-------- Input material --------

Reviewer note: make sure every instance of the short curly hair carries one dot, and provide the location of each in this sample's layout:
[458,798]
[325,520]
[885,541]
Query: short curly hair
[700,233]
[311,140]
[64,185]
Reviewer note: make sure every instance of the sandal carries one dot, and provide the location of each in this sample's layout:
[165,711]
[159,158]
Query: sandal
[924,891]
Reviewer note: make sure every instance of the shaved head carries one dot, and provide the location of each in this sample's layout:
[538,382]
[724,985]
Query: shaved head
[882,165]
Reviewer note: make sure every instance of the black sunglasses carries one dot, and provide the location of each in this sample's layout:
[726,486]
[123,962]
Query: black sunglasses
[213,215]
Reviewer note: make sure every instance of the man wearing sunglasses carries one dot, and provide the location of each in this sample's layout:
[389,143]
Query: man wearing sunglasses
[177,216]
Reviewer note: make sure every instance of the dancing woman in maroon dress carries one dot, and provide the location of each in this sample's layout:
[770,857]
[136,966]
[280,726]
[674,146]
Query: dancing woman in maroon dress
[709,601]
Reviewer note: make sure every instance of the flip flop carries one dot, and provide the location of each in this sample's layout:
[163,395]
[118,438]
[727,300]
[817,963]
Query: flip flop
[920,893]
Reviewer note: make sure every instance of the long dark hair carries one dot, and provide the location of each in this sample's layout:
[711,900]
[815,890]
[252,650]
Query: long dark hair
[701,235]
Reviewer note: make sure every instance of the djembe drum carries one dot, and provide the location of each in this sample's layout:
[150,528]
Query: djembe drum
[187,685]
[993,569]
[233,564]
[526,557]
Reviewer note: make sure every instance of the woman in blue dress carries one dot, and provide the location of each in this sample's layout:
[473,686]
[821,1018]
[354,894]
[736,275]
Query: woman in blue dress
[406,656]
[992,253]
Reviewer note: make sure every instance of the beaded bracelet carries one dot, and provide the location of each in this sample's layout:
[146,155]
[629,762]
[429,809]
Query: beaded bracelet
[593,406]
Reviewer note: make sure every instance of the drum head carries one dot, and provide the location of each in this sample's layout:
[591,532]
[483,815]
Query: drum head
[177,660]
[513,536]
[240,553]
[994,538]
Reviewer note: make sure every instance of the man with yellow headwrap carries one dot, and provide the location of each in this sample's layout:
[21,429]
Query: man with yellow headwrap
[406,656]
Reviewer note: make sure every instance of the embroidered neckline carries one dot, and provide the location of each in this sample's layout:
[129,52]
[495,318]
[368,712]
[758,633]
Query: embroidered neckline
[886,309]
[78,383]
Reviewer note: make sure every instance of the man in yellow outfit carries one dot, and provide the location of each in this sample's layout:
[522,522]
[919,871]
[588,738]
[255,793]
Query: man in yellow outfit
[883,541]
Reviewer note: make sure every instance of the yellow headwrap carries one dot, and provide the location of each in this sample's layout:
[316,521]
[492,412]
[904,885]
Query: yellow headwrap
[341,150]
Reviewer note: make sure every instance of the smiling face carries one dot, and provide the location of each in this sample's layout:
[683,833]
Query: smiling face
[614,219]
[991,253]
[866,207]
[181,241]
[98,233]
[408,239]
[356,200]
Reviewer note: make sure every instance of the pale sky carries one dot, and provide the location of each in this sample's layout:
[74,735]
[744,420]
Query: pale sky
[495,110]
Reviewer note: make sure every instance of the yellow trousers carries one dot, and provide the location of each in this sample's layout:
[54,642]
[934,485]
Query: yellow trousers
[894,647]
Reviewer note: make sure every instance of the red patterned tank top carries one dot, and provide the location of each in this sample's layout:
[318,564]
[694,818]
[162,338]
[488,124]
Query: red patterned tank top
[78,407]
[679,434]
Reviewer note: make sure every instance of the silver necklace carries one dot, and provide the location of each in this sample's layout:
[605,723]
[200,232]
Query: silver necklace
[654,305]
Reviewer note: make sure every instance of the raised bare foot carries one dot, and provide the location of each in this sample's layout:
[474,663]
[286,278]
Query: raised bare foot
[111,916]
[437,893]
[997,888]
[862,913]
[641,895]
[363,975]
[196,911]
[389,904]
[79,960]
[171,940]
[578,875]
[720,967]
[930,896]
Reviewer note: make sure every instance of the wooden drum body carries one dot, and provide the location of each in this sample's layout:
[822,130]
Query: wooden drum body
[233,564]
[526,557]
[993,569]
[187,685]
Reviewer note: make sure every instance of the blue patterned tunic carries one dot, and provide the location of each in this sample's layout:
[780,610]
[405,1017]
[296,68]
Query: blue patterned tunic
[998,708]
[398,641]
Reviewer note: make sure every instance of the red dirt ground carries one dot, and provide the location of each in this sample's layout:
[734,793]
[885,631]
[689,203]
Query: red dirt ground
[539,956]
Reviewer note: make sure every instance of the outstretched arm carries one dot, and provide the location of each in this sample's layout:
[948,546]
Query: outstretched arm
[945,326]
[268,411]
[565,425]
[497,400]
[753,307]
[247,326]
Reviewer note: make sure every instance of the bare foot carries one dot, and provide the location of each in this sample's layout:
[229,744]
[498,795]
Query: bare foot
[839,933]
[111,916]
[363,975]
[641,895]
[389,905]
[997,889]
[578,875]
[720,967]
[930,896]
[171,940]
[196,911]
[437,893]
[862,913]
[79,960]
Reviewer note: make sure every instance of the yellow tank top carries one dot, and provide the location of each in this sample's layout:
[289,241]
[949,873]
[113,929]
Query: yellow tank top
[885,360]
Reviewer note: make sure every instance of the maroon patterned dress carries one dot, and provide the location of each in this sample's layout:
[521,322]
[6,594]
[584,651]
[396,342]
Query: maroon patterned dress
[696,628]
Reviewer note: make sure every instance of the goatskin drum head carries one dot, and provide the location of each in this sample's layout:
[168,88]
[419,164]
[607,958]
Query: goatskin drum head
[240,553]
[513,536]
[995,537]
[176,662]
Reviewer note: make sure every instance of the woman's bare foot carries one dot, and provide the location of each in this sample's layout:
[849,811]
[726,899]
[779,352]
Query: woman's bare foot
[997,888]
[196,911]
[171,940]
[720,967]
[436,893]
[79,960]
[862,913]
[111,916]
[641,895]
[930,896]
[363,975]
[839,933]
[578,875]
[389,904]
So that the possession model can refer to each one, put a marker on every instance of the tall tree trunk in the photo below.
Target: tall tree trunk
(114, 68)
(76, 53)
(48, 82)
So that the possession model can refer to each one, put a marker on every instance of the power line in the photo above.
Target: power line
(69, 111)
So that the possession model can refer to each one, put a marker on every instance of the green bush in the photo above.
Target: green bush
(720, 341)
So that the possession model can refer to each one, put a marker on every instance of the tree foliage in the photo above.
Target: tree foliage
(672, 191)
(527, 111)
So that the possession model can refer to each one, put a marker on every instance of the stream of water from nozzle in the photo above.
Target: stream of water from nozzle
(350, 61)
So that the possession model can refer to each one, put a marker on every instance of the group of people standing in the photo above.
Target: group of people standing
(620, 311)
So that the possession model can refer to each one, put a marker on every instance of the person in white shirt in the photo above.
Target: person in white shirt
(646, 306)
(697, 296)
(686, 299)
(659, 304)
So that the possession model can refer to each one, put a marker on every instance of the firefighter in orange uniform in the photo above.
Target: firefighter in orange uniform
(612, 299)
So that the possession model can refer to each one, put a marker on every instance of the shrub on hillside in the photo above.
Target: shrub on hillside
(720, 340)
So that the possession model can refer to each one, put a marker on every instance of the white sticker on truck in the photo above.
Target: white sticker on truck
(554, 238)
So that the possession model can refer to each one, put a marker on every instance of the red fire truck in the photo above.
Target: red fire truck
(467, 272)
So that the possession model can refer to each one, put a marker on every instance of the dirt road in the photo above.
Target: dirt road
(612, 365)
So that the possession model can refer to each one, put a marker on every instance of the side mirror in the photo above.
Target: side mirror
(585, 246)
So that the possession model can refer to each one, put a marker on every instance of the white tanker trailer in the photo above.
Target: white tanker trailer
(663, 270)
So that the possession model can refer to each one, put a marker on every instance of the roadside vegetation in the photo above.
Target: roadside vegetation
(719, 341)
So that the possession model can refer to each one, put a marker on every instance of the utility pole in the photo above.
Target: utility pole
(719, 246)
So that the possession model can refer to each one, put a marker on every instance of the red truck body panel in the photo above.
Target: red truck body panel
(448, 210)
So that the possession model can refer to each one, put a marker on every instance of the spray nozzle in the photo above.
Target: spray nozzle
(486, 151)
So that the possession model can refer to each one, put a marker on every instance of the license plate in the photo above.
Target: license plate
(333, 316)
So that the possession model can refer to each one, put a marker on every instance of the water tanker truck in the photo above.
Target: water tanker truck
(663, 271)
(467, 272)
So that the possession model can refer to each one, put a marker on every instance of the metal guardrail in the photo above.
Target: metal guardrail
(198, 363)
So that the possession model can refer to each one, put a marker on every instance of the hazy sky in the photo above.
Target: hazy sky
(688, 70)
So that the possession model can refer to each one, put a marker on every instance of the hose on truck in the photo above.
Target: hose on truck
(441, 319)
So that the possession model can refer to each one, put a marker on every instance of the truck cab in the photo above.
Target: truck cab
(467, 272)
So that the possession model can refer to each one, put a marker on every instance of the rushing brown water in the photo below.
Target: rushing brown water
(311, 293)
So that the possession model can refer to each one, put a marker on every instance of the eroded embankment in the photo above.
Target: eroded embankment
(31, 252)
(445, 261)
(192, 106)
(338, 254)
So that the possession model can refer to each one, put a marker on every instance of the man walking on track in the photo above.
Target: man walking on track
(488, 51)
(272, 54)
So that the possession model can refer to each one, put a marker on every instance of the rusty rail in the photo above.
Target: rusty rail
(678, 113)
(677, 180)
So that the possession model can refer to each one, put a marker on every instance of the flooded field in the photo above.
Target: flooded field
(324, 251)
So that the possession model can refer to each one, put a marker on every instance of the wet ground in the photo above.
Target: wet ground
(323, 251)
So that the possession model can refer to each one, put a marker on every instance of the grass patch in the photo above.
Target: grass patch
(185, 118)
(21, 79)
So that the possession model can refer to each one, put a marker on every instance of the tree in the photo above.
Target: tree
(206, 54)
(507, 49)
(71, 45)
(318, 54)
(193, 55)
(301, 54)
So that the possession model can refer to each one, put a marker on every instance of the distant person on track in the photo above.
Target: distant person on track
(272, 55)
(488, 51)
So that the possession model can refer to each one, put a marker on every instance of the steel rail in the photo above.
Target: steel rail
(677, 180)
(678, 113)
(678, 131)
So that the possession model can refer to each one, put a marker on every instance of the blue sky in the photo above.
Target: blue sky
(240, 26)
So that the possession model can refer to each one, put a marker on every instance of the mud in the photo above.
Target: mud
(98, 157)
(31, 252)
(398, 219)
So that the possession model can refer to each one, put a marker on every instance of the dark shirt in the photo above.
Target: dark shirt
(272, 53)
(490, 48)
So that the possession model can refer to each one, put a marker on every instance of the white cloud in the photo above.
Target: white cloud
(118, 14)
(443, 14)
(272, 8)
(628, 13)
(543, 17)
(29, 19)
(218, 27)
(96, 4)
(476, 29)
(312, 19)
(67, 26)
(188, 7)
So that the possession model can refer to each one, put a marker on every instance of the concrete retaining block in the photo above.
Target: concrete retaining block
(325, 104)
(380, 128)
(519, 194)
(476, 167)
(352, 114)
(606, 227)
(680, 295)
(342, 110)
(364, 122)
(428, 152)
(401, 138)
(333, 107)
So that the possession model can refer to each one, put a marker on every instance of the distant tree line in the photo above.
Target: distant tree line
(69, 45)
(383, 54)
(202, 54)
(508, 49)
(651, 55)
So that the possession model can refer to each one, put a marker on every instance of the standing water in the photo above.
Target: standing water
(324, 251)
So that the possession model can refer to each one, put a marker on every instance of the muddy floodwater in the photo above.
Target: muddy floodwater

--------

*Exercise requirements*: Which lines in the data above contain "muddy"? Show each one.

*Finished task*:
So that the possession model can refer to each one, put a marker on every instance of the muddy floodwater in the photo above.
Target: muddy floodwater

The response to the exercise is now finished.